**SHORT EXERCISE A**
Reproduce the stretch of the ball-detection write-up from "The first solution" through "looking standalone machine." word for word.

**PAGE TEXT**
Begin

What are the options?

There are multiple ways for the paddles to position themselves correctly to hit the ball.

Camera vision

The first solution that comes into mind is to use camera vision to see where the ball is on the field.

That would mean you’d have a camera above the board, analysing the position of the ball. We found this method to be a bit overkill as you’d need to have quite a powerful device to do the calculations, at least a Raspberry pi, and it wouldn’t be visually pleasing. It would be nice to have a sleek looking standalone machine.

Capacitance

We then thought of having lines of conductive material across the board, and use capacitance to detect when the ball crosses over a line. We did some tests but discovered that the metal ball we were using wasn’t detected with the Touch pins of the ESP-32. We realised that capacitance works when an object has the capacity to absorb or emit energy. A metal ball rolling around doesn’t have that capacity.

There’s a lot of not very conclusive documentation here.

Creating shorts

We then thought that if we had two thin lines of conductive material, then when the metal ball rolls over them it would create a short that would be detectable. For this an Arduino would be enough as it’s just a matter of detecting voltage. We did some tests and we could easily detect the passage of the ball, even at hight speed. Good.

Creating shorts

Simple code to detect when the ball crosses to another column. Here’s the code we used.

#define inputPin 22

void setup() {
  Serial.begin(115200);
  delay(1000);
  pinMode(inputPin, INPUT);
}

void loop() {
  const int value = digitalRead(inputPin);
  Serial.println(value);
  delay(20);
}

Basically it reads the digital reading of the pin. Thanks to a pull-down resistor it is always 0 (LOW), unless the current goes through, which means it is 1 (HIGH).

How many columns can we have?

The Arduino Shield to control the NEMA connects to all the pins of the Arduino, but not all pins are being used.

End

**SHORT EXERCISE B**
How many lines in the rows below contain the string "surface"? Reply with the number alone.

[Items from a data source]

Begin

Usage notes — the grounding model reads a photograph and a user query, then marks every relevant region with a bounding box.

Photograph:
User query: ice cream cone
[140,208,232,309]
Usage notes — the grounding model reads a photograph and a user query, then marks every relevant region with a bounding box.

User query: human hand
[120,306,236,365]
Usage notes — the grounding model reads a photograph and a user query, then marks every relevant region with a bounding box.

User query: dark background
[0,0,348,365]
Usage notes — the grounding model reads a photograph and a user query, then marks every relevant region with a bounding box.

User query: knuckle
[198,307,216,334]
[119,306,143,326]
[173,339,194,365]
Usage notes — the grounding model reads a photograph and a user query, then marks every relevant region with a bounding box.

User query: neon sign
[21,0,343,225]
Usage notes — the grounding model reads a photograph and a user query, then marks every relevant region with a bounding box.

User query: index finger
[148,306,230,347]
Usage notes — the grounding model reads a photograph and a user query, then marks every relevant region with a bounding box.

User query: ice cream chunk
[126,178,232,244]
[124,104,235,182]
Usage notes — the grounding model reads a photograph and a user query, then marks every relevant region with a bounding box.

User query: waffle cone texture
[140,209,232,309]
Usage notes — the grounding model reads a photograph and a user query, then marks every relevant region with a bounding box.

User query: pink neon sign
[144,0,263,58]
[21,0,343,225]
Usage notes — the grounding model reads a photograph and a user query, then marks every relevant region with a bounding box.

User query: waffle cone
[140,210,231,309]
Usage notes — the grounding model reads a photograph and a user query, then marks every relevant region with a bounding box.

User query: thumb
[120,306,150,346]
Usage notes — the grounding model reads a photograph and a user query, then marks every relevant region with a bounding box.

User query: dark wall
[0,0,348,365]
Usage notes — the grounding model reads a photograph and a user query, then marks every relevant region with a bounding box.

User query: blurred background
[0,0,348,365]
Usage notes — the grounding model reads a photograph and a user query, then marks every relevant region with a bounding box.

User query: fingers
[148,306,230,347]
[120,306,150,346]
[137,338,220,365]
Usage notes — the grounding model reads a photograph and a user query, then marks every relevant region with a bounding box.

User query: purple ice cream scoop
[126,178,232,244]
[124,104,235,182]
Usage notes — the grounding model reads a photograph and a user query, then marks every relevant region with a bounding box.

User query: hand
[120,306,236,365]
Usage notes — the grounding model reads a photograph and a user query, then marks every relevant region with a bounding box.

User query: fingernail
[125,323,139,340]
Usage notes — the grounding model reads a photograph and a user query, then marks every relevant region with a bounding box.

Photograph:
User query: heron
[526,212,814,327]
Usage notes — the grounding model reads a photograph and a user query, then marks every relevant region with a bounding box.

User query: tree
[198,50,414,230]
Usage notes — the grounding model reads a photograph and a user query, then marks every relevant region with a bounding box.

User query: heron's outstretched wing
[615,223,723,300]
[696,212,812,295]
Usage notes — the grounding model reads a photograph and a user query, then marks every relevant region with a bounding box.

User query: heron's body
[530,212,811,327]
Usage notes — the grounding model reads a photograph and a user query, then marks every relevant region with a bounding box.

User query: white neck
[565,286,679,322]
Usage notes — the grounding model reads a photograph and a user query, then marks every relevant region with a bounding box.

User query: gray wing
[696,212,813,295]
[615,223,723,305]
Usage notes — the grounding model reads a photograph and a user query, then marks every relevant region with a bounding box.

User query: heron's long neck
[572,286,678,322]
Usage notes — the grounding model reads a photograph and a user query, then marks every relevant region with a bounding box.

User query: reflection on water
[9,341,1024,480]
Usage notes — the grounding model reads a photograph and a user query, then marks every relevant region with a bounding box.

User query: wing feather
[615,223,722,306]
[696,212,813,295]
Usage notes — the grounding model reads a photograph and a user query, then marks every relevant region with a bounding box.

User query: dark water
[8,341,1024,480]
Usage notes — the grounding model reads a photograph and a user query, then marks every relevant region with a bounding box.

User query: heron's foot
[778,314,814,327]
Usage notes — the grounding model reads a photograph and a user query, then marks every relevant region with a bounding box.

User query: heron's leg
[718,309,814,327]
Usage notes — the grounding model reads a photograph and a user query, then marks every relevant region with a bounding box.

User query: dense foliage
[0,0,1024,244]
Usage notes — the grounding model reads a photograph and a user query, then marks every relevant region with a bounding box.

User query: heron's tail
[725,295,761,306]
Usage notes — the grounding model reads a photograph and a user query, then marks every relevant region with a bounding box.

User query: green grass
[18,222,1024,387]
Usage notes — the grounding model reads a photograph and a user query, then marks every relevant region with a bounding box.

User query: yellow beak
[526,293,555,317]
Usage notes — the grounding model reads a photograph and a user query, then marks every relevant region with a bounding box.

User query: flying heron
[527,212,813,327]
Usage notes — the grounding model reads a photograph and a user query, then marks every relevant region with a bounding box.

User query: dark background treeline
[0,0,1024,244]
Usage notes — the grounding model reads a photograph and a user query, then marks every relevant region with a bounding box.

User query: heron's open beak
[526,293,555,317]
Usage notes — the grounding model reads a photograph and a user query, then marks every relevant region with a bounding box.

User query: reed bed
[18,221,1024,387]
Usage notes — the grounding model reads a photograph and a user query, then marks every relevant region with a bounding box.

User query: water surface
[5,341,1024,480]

End
Begin

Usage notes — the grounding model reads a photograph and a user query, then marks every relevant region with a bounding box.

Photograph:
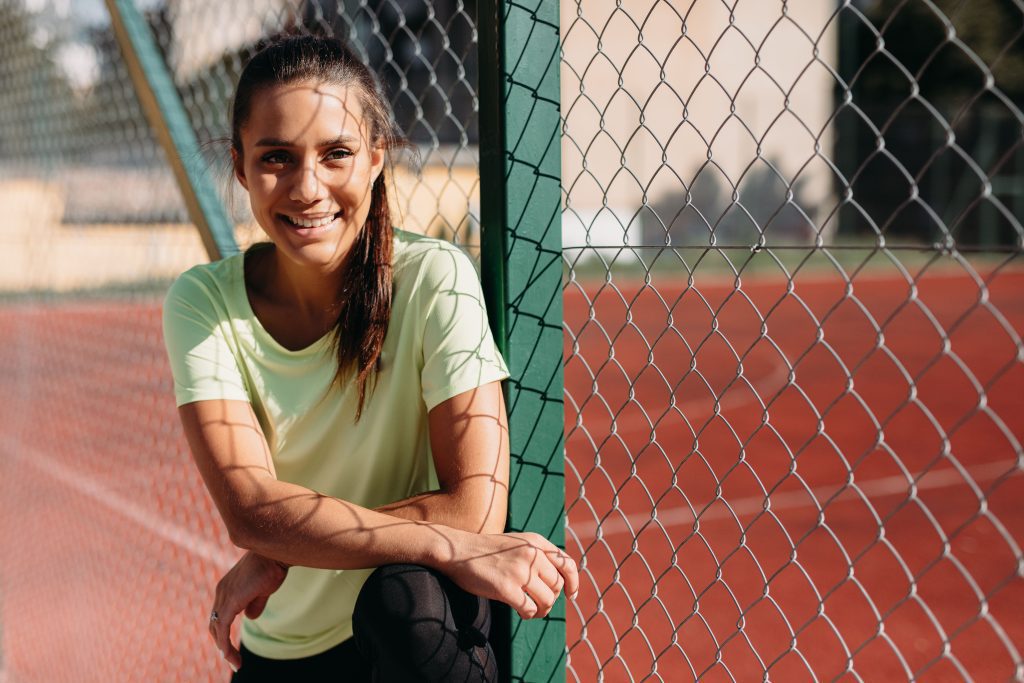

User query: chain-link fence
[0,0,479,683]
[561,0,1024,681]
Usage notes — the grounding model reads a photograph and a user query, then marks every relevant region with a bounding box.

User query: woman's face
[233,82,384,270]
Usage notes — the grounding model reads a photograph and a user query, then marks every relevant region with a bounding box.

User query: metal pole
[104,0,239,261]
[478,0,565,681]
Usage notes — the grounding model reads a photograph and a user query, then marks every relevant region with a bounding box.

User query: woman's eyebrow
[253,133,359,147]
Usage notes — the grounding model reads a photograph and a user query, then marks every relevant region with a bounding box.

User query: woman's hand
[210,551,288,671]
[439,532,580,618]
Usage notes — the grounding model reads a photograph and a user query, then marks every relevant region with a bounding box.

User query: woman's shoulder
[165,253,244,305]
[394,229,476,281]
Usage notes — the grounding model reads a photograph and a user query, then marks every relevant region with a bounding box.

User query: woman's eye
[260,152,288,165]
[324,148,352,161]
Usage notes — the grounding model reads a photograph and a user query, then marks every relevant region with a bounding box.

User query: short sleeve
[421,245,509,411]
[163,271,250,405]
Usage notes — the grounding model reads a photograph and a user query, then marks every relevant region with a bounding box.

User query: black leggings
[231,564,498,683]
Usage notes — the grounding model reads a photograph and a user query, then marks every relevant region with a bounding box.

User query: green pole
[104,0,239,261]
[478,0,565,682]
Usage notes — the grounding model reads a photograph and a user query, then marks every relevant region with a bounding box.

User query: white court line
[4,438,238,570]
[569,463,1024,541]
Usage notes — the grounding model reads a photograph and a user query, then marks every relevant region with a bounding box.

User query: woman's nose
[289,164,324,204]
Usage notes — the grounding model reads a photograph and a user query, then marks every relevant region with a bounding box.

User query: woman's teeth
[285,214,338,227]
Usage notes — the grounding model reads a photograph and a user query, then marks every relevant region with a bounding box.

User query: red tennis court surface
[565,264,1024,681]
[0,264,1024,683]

End

**ANSWER A**
The first solution that comes into mind is to use camera vision to see where the ball is on the field.

That would mean you’d have a camera above the board, analysing the position of the ball. We found this method to be a bit overkill as you’d need to have quite a powerful device to do the calculations, at least a Raspberry pi, and it wouldn’t be visually pleasing. It would be nice to have a sleek looking standalone machine.

**ANSWER B**
2